**PROBLEM REQUIREMENTS**
Retype every one of the entries below, keeping each line identical to how it appears.

**Saved entries**
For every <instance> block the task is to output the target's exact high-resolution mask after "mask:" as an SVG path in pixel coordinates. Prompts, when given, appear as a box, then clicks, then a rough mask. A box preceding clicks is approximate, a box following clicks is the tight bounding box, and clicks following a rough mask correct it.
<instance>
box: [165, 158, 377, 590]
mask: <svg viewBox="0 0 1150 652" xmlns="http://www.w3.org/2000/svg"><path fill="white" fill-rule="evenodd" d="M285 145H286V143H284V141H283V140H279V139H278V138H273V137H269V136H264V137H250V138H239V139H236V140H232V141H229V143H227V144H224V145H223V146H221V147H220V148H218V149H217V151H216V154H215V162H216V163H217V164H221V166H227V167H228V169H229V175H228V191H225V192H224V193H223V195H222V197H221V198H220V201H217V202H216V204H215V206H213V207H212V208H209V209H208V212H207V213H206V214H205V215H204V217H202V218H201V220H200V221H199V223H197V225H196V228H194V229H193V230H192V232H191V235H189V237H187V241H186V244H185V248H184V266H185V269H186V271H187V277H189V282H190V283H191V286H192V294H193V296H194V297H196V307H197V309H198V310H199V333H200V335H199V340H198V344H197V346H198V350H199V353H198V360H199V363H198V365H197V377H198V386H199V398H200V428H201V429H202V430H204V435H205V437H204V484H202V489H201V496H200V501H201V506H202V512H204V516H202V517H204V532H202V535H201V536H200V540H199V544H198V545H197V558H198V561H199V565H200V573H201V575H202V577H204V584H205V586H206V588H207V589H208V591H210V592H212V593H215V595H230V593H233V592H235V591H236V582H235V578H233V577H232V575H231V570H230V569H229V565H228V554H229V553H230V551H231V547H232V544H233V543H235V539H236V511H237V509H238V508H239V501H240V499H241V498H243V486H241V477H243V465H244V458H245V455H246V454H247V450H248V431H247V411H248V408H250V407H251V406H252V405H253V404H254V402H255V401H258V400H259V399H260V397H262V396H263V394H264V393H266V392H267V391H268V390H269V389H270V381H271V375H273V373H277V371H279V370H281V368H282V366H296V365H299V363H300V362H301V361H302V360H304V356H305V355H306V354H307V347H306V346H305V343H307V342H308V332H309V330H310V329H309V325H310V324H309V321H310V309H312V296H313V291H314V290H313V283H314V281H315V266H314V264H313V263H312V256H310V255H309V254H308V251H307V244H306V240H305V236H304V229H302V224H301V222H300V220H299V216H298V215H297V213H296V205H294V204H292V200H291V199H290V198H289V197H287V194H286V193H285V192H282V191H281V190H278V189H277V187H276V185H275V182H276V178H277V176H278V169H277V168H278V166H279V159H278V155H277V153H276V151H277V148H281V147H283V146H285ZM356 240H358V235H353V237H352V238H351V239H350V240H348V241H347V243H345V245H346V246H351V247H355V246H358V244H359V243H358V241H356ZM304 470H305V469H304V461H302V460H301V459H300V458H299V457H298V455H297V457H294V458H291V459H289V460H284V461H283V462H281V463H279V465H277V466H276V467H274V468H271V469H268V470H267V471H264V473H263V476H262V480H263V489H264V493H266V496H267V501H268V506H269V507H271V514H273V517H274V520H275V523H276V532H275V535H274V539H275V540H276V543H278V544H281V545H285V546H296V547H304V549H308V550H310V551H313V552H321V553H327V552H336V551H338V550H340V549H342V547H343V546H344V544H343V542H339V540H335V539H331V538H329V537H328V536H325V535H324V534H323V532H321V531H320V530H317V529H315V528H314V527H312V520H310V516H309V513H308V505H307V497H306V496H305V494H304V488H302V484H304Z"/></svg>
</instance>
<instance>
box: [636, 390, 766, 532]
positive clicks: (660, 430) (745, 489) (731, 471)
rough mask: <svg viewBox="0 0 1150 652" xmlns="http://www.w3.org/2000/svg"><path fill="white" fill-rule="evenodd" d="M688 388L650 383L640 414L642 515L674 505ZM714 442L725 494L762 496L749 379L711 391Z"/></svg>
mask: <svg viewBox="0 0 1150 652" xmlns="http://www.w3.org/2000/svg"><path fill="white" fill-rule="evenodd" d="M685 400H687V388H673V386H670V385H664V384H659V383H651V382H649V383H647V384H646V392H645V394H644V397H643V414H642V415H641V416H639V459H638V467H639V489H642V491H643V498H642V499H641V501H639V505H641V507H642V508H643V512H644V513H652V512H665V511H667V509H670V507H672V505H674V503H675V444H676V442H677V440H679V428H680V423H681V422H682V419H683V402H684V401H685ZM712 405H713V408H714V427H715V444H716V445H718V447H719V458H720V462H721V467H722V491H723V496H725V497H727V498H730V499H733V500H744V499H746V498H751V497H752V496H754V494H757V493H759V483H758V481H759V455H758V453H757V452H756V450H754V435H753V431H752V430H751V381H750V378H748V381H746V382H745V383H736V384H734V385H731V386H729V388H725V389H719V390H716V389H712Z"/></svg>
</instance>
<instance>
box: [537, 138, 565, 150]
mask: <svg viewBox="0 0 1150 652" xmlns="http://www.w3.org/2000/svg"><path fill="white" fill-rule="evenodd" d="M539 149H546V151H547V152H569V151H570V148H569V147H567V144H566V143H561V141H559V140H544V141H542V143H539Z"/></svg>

**COMPLETED TASK**
For every <instance> block the task is to output the target's exact high-resolution mask after "mask:" as an SVG path in pixel coordinates. Prompts, when given, appear as a box, then clicks, then a rough mask. A box preceding clicks is approximate, a box following clicks is the tight bounding box, and clicks following a rough mask correct it.
<instance>
box: [165, 158, 377, 590]
mask: <svg viewBox="0 0 1150 652" xmlns="http://www.w3.org/2000/svg"><path fill="white" fill-rule="evenodd" d="M285 145H286V143H284V141H283V140H279V139H278V138H273V137H269V136H264V137H250V138H239V139H236V140H232V141H229V143H227V144H224V145H223V146H221V147H220V148H218V149H217V151H216V154H215V162H216V163H217V164H221V166H227V167H228V169H229V175H228V191H225V192H224V193H223V195H222V197H221V198H220V201H217V202H216V204H215V206H213V207H212V208H209V209H208V212H207V213H206V214H205V215H204V217H202V218H201V220H200V221H199V223H197V225H196V228H194V229H193V230H192V232H191V235H189V237H187V241H186V244H185V248H184V266H185V269H186V271H187V277H189V282H190V283H191V286H192V294H193V296H194V297H196V307H197V309H198V310H199V333H200V335H199V340H198V344H197V346H198V350H199V353H198V360H199V363H198V365H197V377H198V386H199V398H200V428H201V429H202V430H204V435H205V437H204V484H202V489H201V496H200V501H201V506H202V512H204V516H202V517H204V532H202V535H201V536H200V540H199V544H198V545H197V558H198V561H199V565H200V573H201V575H202V577H204V584H205V586H206V588H207V589H208V591H210V592H212V593H215V595H230V593H233V592H235V591H236V582H235V578H233V577H232V575H231V570H230V569H229V565H228V554H229V553H230V551H231V547H232V544H233V543H235V539H236V511H237V509H238V508H239V501H240V499H241V498H243V486H241V477H243V465H244V458H245V455H246V454H247V450H248V431H247V411H248V408H250V407H251V406H252V405H253V404H254V402H255V401H258V400H259V399H260V397H262V396H263V394H264V393H266V392H267V391H268V390H269V389H270V381H271V375H273V373H277V371H279V370H281V368H282V366H296V365H299V363H300V362H301V361H302V360H304V356H305V355H306V354H307V347H306V346H305V343H307V342H308V332H309V330H310V329H309V325H310V324H309V321H310V309H312V296H313V291H314V290H313V283H314V281H315V266H314V264H313V263H312V256H310V255H309V254H308V251H307V244H306V240H305V236H304V229H302V224H301V222H300V220H299V216H298V215H297V213H296V205H294V204H292V200H291V199H290V198H289V197H287V194H286V193H285V192H282V191H281V190H278V189H277V187H276V185H275V182H276V178H277V176H278V169H277V168H278V166H279V159H278V155H277V153H276V151H277V148H281V147H283V146H285ZM356 240H358V235H353V237H352V238H351V239H350V240H348V241H347V243H345V245H346V246H351V247H355V246H358V244H359V243H358V241H356ZM304 470H305V469H304V461H302V460H301V459H300V458H299V457H298V455H297V457H294V458H291V459H289V460H284V461H283V462H281V463H279V465H277V466H276V467H274V468H271V469H268V470H267V471H264V473H263V476H262V480H263V489H264V493H266V496H267V501H268V506H269V507H271V514H273V517H274V520H275V523H276V532H275V535H274V539H275V540H276V543H278V544H281V545H285V546H296V547H304V549H308V550H310V551H313V552H321V553H327V552H336V551H338V550H340V549H342V547H343V546H344V544H343V542H339V540H335V539H331V538H329V537H328V536H325V535H324V534H323V532H321V531H320V530H317V529H315V528H314V527H312V520H310V516H309V513H308V505H307V497H306V496H305V494H304V488H302V484H304Z"/></svg>
</instance>
<instance>
box: [636, 390, 766, 532]
positive clicks: (660, 430) (745, 489) (731, 471)
rough mask: <svg viewBox="0 0 1150 652" xmlns="http://www.w3.org/2000/svg"><path fill="white" fill-rule="evenodd" d="M688 388L650 383L640 414L642 515L674 505ZM714 442L725 494L762 496L749 379L711 391Z"/></svg>
mask: <svg viewBox="0 0 1150 652" xmlns="http://www.w3.org/2000/svg"><path fill="white" fill-rule="evenodd" d="M685 400H687V388H673V386H670V385H664V384H659V383H651V382H649V383H647V384H646V392H645V394H644V397H643V414H642V415H641V416H639V459H638V467H639V489H642V491H643V498H642V499H641V501H639V505H641V507H642V508H643V512H644V513H652V512H665V511H667V509H670V507H672V505H674V503H675V444H676V442H677V440H679V428H680V423H681V422H682V419H683V402H684V401H685ZM712 405H713V408H714V427H715V444H716V445H718V447H719V458H720V462H721V467H722V491H723V496H725V497H727V498H730V499H733V500H744V499H746V498H751V497H752V496H754V494H757V493H759V483H758V481H759V455H758V453H757V452H756V450H754V435H753V431H752V430H751V381H750V378H748V381H746V382H745V383H736V384H734V385H731V386H729V388H725V389H719V390H716V389H712Z"/></svg>
</instance>
<instance>
box: [537, 138, 565, 150]
mask: <svg viewBox="0 0 1150 652" xmlns="http://www.w3.org/2000/svg"><path fill="white" fill-rule="evenodd" d="M539 149H546V151H547V152H569V151H570V148H569V147H567V144H566V143H561V141H559V140H544V141H542V143H539Z"/></svg>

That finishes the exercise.